Instruksi Tertulis A: Salin ulang dengan persis bagian kutipan tentang pakaian wanita dalam Islam, mulai dari "5). Islam melarang" dan berakhir pada "An-Nur : 60)".

Kutipan Dokumen:

>>>

5). Islam melarang kaum wanita melakukan tabarruj, sebagaimana
firman Allah :
"Dan perempuan-perempuan tua yang telah berhenti
(dari haidh dan mengandung) yang tidak ingin kawin lagi, tidaklah dosa atas
mereka menanggalkan pakaian mereka dengan tidak bermaksud menampakkan
perhiasannya (bertabarruj)." (TQS. An-Nur : 60)
6). Islam memerintahkan kepada kaum wanita untuk
mengenakan pakaian sempurna, yang menutupi seluruh tubuhnya kecuali wajah dan
telapak tangannya; dan hendaknya mereka mengulurkan pakaiannya
sehingga mereka dapat menutupi tubuhnya. Allah SWT berfirman :
“Dan janganlah mereka menampakkan perhiasannya, kecuali
yang (biasa) nampak dari padanya. Dan hendaklah mereka menutupkan kain
kerudung (khimar) ke dadanya." (TQS An Nuur:
31)
"Hai Nabi katakanlah kepada isteri-isterimu,
anak-anak perempuanmu dan isteri-isteri orang mukmin: 'Hendaklah mereka
mengulurkan jilbabnya ke seluruh tubuh mereka." (TQS Al Ahzab:
59)

<<<

Instruksi Tertulis B: Tukar "white van" dengan "white truck" pada catatan, mulai dari baris yang memuat "Where can the goal net" dan berakhir pada baris yang memuat "point(146, 37)". Tuliskan hanya baris-baris itu, dengan bagian lainnya tetap sama.

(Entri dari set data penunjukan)

>>>

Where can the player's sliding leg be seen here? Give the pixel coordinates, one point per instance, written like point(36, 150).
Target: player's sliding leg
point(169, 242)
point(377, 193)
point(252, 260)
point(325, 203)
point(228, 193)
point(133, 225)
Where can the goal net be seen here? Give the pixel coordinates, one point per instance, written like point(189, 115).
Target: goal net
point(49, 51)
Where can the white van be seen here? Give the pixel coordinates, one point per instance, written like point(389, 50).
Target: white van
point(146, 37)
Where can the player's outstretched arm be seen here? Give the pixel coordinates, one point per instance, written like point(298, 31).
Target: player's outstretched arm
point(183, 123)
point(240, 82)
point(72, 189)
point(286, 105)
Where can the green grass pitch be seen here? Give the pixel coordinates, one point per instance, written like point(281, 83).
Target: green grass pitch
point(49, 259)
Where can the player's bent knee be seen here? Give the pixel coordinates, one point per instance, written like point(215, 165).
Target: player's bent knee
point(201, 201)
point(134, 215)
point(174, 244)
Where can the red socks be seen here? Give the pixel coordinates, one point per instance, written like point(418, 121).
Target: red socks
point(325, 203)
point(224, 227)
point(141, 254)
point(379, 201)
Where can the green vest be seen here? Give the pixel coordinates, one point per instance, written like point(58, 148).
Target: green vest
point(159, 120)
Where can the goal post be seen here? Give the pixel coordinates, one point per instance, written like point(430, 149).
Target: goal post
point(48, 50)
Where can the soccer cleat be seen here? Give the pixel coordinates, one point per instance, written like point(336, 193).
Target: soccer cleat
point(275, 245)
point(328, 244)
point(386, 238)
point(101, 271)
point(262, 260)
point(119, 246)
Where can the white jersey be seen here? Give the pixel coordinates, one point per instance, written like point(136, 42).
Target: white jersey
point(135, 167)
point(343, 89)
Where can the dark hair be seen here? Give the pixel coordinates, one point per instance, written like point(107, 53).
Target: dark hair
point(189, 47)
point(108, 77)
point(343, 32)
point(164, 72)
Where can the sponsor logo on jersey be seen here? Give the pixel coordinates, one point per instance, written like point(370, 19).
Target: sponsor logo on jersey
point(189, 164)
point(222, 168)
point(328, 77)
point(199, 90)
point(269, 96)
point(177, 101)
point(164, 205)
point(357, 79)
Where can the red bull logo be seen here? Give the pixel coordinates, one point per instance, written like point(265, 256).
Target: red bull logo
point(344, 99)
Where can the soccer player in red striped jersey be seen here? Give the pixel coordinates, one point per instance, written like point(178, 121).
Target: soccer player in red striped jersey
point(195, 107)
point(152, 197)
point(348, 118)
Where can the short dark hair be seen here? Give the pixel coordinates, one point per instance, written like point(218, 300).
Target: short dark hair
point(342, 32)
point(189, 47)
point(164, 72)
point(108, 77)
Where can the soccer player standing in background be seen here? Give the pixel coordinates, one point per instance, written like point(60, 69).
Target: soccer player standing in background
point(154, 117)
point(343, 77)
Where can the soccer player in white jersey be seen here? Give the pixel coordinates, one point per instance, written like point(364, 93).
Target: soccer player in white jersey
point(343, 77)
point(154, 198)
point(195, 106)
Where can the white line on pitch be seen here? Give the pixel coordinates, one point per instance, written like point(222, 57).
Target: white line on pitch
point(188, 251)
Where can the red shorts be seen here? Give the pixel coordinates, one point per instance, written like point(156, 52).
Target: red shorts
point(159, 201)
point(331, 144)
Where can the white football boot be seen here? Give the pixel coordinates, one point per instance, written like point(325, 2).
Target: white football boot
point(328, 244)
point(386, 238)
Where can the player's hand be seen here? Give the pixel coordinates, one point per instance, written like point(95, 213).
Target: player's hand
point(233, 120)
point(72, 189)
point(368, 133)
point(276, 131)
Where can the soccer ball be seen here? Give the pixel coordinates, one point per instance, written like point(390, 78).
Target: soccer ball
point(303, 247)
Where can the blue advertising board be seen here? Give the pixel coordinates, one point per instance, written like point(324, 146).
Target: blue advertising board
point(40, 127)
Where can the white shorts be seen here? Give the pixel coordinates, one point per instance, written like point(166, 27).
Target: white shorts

<<<

Jawaban Tugas A:
5). Islam melarang kaum wanita melakukan tabarruj, sebagaimana
firman Allah :
"Dan perempuan-perempuan tua yang telah berhenti
(dari haidh dan mengandung) yang tidak ingin kawin lagi, tidaklah dosa atas
mereka menanggalkan pakaian mereka dengan tidak bermaksud menampakkan
perhiasannya (bertabarruj)." (TQS. An-Nur : 60)

Jawaban Tugas B:
Where can the goal net be seen here? Give the pixel coordinates, one point per instance, written like point(189, 115).
Target: goal net
point(49, 51)
Where can the white truck be seen here? Give the pixel coordinates, one point per instance, written like point(389, 50).
Target: white truck
point(146, 37)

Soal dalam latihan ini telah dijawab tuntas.